DO THIS:
Output every line of the data exactly as it appears.
-- DATA ROWS start --
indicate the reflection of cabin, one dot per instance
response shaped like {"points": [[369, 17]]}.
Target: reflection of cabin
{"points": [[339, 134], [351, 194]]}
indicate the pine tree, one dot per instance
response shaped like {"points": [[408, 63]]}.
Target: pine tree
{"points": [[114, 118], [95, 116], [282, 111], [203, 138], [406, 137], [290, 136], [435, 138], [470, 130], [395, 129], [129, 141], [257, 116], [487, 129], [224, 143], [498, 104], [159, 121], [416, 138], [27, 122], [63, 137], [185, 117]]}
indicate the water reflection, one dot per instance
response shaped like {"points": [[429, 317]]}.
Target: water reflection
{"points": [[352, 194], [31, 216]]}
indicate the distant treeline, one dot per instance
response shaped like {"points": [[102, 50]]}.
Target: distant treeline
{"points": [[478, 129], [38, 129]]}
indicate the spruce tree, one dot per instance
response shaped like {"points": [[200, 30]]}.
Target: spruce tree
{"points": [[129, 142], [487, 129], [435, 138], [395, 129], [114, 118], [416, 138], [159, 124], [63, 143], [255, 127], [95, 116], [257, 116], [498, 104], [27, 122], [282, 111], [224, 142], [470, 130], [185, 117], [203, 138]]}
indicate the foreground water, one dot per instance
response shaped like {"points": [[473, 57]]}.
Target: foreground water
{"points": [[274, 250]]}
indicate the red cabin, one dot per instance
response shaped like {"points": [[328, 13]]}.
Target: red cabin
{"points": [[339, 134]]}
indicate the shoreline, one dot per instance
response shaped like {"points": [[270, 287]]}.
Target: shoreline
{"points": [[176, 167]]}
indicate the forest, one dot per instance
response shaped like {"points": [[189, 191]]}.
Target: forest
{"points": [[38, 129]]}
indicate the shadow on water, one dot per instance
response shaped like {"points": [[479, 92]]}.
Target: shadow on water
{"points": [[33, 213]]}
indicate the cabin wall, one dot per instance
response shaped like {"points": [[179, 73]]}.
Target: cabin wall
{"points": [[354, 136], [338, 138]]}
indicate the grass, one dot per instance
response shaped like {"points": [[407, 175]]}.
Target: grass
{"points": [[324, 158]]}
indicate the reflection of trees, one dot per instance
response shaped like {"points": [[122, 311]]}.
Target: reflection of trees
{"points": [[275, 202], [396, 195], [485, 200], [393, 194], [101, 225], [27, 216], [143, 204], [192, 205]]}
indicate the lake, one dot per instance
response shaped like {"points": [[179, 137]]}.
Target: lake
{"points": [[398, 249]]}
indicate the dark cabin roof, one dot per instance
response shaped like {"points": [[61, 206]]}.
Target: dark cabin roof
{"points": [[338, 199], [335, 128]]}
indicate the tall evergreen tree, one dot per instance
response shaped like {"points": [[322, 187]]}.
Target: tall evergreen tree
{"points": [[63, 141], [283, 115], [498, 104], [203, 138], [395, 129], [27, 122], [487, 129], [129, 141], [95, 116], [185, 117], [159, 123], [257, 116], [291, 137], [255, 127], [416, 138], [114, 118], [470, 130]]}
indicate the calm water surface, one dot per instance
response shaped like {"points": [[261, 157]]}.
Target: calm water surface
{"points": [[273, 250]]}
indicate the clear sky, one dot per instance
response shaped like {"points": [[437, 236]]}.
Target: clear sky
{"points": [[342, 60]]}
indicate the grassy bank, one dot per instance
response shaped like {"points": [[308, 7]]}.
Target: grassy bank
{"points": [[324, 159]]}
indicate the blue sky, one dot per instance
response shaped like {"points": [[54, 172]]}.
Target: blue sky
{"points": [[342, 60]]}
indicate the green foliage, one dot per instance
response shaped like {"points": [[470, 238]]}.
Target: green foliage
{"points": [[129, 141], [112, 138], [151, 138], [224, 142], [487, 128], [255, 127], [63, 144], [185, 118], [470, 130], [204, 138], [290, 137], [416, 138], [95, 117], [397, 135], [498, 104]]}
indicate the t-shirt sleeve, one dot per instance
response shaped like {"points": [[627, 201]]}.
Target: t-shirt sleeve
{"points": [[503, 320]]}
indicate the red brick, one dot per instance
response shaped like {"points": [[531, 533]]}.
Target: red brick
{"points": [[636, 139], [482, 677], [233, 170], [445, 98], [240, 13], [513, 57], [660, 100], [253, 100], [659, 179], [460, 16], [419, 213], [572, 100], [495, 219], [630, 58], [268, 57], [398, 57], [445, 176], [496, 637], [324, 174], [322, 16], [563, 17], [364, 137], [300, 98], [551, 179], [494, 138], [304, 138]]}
-- DATA ROWS end --
REPLY TO THE EXERCISE:
indicate the reflection of cabin, one dot per instance
response shaped like {"points": [[369, 17]]}.
Target: reflection of cabin
{"points": [[339, 134], [351, 194]]}
indicate the pine tree, one dot per instance
response shaped like {"points": [[408, 63]]}.
Target: pine tree
{"points": [[114, 118], [95, 116], [282, 111], [203, 138], [406, 137], [290, 136], [435, 138], [470, 130], [395, 129], [129, 141], [257, 116], [487, 129], [224, 143], [498, 104], [159, 121], [416, 138], [27, 122], [63, 137], [185, 117]]}
indicate the water reflection, one dot per instance
response shaped like {"points": [[429, 317]]}.
Target: water reflection
{"points": [[352, 194], [31, 216]]}
indicate the distant treeline, one dot per instance
response shaped like {"points": [[102, 50]]}.
Target: distant treeline
{"points": [[478, 129], [38, 129]]}
indicate the spruce tree, one dot per instance
response shaped like {"points": [[200, 30]]}.
Target: spruce tree
{"points": [[129, 142], [487, 129], [435, 138], [395, 129], [114, 118], [416, 138], [159, 124], [63, 143], [255, 127], [95, 116], [257, 116], [498, 104], [27, 122], [282, 111], [224, 142], [470, 130], [185, 117], [203, 138]]}
indicate the foreground water, one dot per instance
response shaped like {"points": [[473, 57]]}.
Target: foreground water
{"points": [[274, 250]]}
indicate the red cabin, one dot per instance
response shaped like {"points": [[328, 13]]}.
Target: red cabin
{"points": [[339, 134]]}
indicate the shoreline, one dot per instance
response shaped like {"points": [[270, 287]]}.
Target: shoreline
{"points": [[176, 167]]}
indicate the forest, one dot per instance
response shaped like {"points": [[189, 191]]}.
Target: forest
{"points": [[38, 129]]}
indicate the shadow on water, one dot per instance
response shaped like {"points": [[479, 92]]}.
Target: shadow on water
{"points": [[33, 213]]}
indicate the cabin wall, one dot per instance
response shaped like {"points": [[179, 73]]}.
Target: cabin wall
{"points": [[354, 136], [338, 138]]}
indicate the grass, one dot per instance
response shaped like {"points": [[407, 175]]}.
Target: grass
{"points": [[324, 158]]}
indicate the reflection of trees, one dot per instance
response shaped like {"points": [[122, 311]]}.
Target: reflection of trees
{"points": [[275, 202], [396, 195], [485, 200], [393, 194], [101, 225], [27, 216], [143, 204], [192, 205]]}
indicate the lake, one dot per instance
response shaped like {"points": [[179, 137]]}.
Target: lake
{"points": [[398, 249]]}
indicate the dark cabin roof, one dot per instance
response shaped like {"points": [[61, 206]]}.
Target: dark cabin roof
{"points": [[338, 199], [335, 128]]}
indicate the tall evergreen tree, one dot per instance
response shaped like {"points": [[322, 187]]}.
Target: tall evergreen tree
{"points": [[63, 141], [283, 115], [498, 104], [203, 138], [395, 129], [27, 122], [487, 129], [129, 141], [95, 116], [185, 117], [159, 123], [257, 116], [291, 137], [255, 127], [416, 138], [114, 118], [470, 130]]}
indicate the calm water surface, one dot per instance
response shaped like {"points": [[261, 157]]}.
Target: calm water surface
{"points": [[273, 250]]}
indicate the clear sky, one dot per instance
response shaped like {"points": [[437, 236]]}.
Target: clear sky
{"points": [[342, 60]]}
indicate the grassy bank, one dot per instance
response shaped like {"points": [[308, 7]]}.
Target: grassy bank
{"points": [[324, 159]]}
indicate the blue sky, one dot per instance
response shaped like {"points": [[54, 172]]}.
Target: blue sky
{"points": [[342, 60]]}
indicate the green foliage, one dot per instance
response shaped like {"points": [[470, 238]]}.
Target: green foliage
{"points": [[129, 141], [112, 138], [151, 138], [224, 142], [487, 128], [255, 127], [63, 144], [185, 118], [470, 130], [204, 138], [290, 137], [416, 138], [95, 117], [397, 135], [498, 104]]}
indicate the t-shirt sleeve, one dot per instance
response shaped like {"points": [[627, 201]]}.
Target: t-shirt sleeve
{"points": [[503, 320]]}
indicate the red brick, one dot per instance
response shaped like {"points": [[531, 533]]}.
Target: red brick
{"points": [[636, 139], [482, 677], [233, 170], [445, 98], [240, 13], [513, 57], [660, 100], [253, 100], [659, 179], [460, 16], [419, 213], [572, 100], [495, 219], [630, 58], [268, 57], [398, 57], [445, 176], [496, 637], [324, 174], [322, 16], [563, 17], [364, 137], [300, 98], [551, 179], [494, 138], [304, 138]]}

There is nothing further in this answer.